Clawpack, a conservation laws package implemented in Fortran, and its Python-based
version, PyClaw, are existing tools providing nonlinear wave propagation solvers
that use state of the art finite volume methods. Simulations using those tools can
have extensive computational requirements to provide accurate results. Therefore,
a number of tools, such as BearClaw and MPIClaw, have been developed based on
Clawpack to achieve significant speedup by exploiting parallel architectures. However,
none of them has been shown to scale on a large number of cores. Furthermore,
these tools, implemented in Fortran, achieve parallelization by inserting parallelization
logic and MPI standard routines throughout the serial code in a non modular
manner.
Our contribution in this thesis research is three-fold. First, we demonstrate an
advantageous use case of Python in implementing easy-to-use modular extensible
scalable scientific software tools by developing an implementation of a parallelization
framework, PetClaw, for PyClaw using the well-known Portable Extensible Toolkit for Scientific Computation, PETSc, through its Python wrapper petsc4py.

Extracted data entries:
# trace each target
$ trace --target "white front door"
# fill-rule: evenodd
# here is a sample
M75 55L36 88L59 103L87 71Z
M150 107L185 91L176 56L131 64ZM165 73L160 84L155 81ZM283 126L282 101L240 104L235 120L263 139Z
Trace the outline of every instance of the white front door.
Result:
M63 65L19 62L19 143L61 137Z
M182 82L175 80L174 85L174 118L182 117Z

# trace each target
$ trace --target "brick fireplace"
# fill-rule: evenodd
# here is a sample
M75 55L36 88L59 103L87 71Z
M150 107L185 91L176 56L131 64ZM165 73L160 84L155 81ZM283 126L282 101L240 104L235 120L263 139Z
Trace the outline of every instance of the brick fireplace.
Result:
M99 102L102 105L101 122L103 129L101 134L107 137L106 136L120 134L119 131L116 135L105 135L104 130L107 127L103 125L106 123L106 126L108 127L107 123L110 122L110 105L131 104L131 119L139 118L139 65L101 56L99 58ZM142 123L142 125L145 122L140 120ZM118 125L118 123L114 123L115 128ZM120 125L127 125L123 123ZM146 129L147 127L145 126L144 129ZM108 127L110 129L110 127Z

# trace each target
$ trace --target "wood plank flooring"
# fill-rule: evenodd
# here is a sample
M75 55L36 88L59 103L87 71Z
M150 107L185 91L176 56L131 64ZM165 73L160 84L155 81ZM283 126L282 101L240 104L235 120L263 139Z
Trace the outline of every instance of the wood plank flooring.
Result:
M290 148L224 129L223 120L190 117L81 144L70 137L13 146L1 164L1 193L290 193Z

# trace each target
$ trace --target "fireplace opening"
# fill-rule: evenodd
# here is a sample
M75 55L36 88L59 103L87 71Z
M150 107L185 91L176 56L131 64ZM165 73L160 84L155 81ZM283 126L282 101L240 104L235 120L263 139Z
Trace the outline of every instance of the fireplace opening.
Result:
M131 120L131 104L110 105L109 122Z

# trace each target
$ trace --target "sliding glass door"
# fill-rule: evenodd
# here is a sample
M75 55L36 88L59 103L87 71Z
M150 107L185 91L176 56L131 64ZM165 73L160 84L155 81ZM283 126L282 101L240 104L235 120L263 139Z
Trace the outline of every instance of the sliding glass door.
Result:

Task description — Condense the paragraph of the Clawpack passage that begins "Clawpack, a conservation laws package" into a bulleted list that keeps its main facts.

Response to this exercise —
- Clawpack is a conservation laws package written in Fortran. PyClaw is its Python-based version. Both provide nonlinear wave propagation solvers that use state-of-the-art finite volume methods.
- Simulations with these tools can need heavy computation to give accurate results.
- Tools built on Clawpack, such as BearClaw and MPIClaw, use parallel architectures to gain significant speedup.
- None of these tools has been shown to scale on a large number of cores.
- They are written in Fortran and parallelize by inserting parallelization logic and MPI standard routines throughout the serial code, which is not modular.